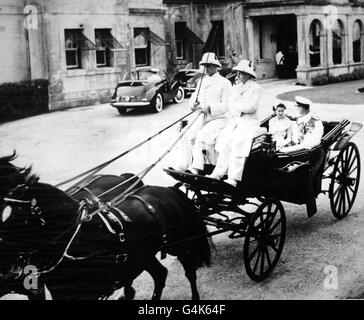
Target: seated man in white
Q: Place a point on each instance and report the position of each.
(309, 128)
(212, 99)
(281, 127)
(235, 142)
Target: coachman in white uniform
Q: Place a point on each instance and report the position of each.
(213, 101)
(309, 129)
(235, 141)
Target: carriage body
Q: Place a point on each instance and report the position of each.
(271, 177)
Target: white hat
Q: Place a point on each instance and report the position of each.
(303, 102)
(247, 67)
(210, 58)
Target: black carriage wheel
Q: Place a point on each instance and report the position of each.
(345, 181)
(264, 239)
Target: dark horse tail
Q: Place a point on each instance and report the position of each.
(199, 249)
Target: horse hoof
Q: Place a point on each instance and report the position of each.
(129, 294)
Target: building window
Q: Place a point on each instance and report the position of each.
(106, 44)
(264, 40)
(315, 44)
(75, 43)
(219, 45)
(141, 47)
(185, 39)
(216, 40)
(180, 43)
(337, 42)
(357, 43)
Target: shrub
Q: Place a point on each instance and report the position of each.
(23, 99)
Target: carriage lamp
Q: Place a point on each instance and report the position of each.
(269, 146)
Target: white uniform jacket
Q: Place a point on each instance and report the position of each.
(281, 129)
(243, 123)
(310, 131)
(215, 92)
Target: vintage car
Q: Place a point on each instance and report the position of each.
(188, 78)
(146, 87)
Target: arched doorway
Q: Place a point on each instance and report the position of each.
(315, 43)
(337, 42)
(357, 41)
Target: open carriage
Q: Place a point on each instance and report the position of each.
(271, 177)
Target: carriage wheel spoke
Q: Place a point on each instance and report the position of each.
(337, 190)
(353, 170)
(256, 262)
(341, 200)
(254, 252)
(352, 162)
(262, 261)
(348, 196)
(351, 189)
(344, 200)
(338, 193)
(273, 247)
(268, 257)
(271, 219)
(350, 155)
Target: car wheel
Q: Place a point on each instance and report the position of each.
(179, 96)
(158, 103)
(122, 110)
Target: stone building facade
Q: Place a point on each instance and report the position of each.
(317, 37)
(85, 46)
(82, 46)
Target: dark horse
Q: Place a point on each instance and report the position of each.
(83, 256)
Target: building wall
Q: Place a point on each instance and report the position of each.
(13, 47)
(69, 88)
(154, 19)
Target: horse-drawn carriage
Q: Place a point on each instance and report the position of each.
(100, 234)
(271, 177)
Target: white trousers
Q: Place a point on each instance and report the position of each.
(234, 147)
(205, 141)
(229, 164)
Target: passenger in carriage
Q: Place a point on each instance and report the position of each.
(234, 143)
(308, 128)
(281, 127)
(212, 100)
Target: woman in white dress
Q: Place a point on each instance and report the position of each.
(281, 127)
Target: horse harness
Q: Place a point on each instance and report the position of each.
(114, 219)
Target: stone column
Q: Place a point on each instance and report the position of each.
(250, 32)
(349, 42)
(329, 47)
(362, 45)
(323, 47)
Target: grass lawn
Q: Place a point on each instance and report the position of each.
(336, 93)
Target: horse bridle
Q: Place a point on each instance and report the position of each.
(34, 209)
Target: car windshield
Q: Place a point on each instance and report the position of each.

YOUR ASSIGNMENT> All lines in the data above from the one with "Target: building window" through the one with "Target: carriage wheel spoke" must be repeated exactly, and no others.

REPLY>
Target: building window
Q: Place a point on each instance and report the position of each.
(106, 44)
(264, 40)
(315, 44)
(75, 43)
(219, 45)
(141, 47)
(185, 39)
(216, 40)
(180, 43)
(337, 42)
(357, 43)
Target: shrub
Q: Place a point on each instance and report the position of each.
(23, 99)
Target: carriage lamp
Q: Place a point on each instance and report the position of each.
(269, 146)
Target: white uniform jacket
Q: Place a point on each instance and report the position of each.
(281, 129)
(243, 123)
(310, 131)
(215, 92)
Target: vintage car
Q: Place a point on each instance and report the position of each.
(188, 78)
(146, 87)
Target: arched doorway
Q: Place a point on each instance and report the position of each.
(315, 43)
(337, 42)
(357, 41)
Target: open carriage
Q: Place a point on each instance and report the position of each.
(271, 177)
Target: carriage wheel spoke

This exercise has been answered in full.